● Instructions to follow: The reply should hold only the lines from the one with "Target: dark cloud" to the one with "Target: cloud layer near horizon", both ends kept, exactly as they appear below, without any pictures.

#### Data to use

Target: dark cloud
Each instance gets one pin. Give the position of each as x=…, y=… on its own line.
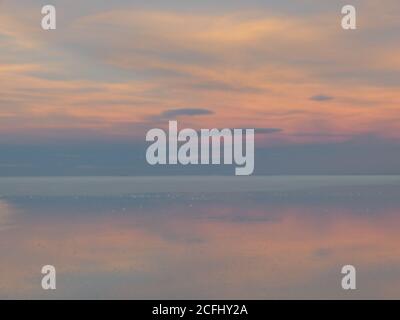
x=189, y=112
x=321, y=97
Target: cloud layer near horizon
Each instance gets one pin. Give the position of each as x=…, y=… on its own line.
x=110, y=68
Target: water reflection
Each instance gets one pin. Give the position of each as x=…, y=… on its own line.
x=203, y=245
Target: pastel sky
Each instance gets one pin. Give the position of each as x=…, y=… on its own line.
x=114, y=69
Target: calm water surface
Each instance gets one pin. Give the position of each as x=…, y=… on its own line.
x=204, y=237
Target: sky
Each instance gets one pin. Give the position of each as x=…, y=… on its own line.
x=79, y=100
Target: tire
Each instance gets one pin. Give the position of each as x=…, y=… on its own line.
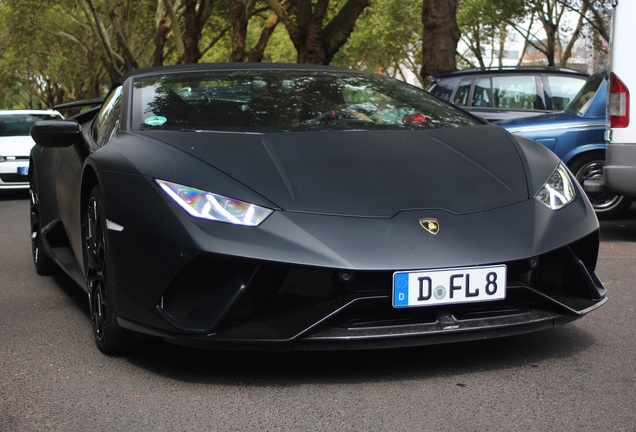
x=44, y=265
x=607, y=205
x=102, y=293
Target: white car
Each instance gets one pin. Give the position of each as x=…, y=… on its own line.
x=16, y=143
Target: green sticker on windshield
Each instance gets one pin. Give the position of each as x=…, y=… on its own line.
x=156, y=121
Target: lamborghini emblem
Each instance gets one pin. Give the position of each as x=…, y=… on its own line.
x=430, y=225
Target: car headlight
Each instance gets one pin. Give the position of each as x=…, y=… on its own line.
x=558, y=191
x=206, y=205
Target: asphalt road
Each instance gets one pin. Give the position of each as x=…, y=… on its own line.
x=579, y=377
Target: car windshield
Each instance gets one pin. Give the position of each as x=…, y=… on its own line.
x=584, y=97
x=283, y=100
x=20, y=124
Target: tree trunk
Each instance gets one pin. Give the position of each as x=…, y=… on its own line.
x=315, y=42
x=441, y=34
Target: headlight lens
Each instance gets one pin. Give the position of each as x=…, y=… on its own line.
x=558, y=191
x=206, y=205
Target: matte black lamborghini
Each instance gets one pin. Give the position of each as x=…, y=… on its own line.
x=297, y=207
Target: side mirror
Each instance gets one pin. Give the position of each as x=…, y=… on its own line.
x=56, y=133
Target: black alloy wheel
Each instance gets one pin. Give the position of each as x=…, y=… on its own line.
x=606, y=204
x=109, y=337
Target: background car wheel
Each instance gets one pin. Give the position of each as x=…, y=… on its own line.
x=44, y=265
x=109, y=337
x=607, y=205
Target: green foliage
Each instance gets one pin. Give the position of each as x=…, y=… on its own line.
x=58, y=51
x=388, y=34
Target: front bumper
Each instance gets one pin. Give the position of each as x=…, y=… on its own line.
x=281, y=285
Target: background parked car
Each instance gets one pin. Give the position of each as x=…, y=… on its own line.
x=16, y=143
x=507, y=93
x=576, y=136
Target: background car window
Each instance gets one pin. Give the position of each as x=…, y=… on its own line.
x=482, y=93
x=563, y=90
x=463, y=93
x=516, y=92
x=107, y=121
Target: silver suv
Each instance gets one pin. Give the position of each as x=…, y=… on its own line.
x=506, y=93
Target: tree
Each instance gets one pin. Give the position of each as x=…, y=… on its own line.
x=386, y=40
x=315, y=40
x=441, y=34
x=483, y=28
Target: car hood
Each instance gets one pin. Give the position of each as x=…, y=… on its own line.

########
#### Data to use

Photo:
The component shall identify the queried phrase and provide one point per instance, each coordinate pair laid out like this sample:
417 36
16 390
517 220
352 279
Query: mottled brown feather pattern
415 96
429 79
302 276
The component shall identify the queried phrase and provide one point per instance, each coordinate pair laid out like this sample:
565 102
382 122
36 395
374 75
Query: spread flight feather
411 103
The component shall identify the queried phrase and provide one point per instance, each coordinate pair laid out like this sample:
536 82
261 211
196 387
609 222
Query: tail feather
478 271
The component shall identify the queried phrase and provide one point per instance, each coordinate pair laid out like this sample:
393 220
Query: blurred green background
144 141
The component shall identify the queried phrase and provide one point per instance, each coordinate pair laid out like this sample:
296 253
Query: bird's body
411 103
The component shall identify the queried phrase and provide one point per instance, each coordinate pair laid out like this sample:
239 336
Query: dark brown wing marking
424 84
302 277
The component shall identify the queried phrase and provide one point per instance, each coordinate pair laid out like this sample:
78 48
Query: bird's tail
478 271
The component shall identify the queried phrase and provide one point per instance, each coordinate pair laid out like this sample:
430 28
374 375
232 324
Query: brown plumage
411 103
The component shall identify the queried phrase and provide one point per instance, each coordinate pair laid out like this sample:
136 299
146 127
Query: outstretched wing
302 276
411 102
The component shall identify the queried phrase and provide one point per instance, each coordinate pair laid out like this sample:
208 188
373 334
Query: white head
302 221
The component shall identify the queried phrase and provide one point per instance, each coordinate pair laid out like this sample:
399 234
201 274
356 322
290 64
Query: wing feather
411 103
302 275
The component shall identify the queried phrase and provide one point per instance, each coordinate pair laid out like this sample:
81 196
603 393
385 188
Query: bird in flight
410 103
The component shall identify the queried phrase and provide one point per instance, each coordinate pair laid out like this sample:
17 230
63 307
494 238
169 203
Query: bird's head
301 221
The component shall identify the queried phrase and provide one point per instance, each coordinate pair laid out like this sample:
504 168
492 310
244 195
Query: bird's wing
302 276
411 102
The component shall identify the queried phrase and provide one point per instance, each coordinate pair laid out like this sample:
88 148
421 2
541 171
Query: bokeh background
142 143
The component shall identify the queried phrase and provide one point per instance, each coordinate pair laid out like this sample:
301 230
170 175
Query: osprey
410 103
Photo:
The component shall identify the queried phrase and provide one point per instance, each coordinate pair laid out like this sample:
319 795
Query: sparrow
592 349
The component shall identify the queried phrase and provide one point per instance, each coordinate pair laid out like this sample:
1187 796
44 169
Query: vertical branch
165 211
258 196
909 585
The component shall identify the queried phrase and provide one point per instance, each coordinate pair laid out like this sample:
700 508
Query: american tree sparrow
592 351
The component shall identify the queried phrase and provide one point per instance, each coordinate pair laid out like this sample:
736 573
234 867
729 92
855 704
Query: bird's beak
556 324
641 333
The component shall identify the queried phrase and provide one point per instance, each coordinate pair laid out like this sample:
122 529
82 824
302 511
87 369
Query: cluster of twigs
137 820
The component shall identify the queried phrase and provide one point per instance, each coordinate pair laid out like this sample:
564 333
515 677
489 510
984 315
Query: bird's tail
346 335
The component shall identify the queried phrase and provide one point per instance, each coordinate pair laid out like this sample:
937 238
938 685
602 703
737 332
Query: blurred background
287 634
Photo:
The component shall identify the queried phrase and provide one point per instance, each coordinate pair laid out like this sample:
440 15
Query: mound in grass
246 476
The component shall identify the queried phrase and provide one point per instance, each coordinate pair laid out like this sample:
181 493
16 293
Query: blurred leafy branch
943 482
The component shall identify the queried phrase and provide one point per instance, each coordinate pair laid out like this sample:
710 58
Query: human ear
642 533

########
#### Data to use

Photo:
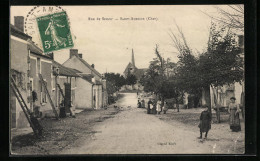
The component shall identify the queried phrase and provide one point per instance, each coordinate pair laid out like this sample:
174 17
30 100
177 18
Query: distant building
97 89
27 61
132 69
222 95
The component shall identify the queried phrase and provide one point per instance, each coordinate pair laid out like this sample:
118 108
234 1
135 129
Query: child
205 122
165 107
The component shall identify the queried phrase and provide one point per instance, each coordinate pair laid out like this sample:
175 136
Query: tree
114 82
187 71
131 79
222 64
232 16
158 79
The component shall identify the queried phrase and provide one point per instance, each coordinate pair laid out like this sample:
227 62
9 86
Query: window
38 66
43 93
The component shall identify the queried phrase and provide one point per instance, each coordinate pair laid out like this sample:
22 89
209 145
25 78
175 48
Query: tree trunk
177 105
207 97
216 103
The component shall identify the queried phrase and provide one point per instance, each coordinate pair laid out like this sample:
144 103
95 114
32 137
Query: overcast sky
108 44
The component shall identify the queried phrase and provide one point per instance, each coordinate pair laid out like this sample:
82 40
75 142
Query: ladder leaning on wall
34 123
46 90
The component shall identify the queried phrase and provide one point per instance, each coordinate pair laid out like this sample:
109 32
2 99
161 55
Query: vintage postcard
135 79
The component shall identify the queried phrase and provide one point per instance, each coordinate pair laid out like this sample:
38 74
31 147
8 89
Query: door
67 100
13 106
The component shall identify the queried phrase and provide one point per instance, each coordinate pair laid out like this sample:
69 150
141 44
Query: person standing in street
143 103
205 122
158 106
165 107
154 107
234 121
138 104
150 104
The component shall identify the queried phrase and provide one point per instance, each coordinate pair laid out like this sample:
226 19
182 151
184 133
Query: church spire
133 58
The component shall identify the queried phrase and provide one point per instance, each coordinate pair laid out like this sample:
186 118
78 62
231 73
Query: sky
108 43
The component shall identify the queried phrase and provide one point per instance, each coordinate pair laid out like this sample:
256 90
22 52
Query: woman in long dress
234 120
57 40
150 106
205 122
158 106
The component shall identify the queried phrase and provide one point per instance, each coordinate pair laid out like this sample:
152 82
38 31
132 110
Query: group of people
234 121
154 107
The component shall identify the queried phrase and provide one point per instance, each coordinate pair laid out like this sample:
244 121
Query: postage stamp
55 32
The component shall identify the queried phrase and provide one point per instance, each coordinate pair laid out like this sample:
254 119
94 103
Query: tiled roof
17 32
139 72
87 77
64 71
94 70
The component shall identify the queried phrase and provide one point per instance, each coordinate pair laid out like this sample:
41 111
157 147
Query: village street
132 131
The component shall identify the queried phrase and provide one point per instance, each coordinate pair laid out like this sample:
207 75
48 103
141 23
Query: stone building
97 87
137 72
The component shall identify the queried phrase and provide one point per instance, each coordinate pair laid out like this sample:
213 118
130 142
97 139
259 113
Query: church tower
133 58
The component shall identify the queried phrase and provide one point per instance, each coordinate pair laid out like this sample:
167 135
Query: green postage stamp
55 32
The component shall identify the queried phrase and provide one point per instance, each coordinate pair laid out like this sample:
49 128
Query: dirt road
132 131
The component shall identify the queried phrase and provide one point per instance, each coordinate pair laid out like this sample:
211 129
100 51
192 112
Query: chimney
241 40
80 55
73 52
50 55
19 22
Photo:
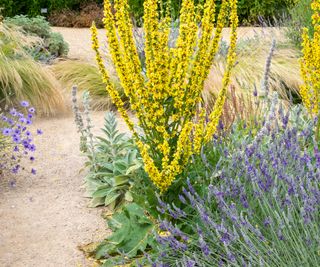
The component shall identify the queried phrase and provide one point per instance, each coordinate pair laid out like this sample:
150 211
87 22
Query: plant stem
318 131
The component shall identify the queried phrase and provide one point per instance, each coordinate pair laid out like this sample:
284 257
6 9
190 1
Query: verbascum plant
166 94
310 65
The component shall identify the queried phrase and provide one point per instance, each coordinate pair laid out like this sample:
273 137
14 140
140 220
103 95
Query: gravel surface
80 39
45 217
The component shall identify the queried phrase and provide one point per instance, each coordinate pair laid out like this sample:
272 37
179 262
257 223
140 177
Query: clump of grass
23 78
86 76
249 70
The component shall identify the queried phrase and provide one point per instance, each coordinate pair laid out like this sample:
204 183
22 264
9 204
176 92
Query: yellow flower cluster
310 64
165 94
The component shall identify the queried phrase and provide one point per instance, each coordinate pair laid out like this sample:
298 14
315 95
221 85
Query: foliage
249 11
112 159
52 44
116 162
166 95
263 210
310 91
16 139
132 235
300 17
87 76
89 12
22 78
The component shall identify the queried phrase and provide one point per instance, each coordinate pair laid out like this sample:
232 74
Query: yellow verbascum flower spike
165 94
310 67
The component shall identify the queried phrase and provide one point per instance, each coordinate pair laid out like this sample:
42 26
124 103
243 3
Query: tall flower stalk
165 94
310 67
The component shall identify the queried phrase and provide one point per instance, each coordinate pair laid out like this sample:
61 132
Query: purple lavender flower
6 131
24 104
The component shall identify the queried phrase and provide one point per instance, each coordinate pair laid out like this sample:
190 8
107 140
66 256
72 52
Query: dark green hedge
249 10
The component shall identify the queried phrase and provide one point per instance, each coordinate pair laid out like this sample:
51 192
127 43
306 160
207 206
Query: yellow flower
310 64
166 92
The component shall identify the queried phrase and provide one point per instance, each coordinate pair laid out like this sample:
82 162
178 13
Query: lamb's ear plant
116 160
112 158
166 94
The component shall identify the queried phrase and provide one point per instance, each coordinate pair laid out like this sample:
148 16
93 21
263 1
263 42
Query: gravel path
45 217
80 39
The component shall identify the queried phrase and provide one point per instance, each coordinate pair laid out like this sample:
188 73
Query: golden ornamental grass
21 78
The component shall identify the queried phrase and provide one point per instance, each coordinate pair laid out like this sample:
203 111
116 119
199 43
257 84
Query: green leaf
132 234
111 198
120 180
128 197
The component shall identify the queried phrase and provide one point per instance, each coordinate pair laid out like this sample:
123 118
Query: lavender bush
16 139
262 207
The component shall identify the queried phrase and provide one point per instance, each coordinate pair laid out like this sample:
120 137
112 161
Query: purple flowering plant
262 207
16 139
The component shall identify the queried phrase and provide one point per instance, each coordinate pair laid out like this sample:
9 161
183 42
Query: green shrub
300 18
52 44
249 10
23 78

########

● Result:
Target: dark cloud
Each instance gets one pin. Give the position of each as x=…, y=… on its own line.
x=189, y=112
x=321, y=97
Target: cloud layer near horizon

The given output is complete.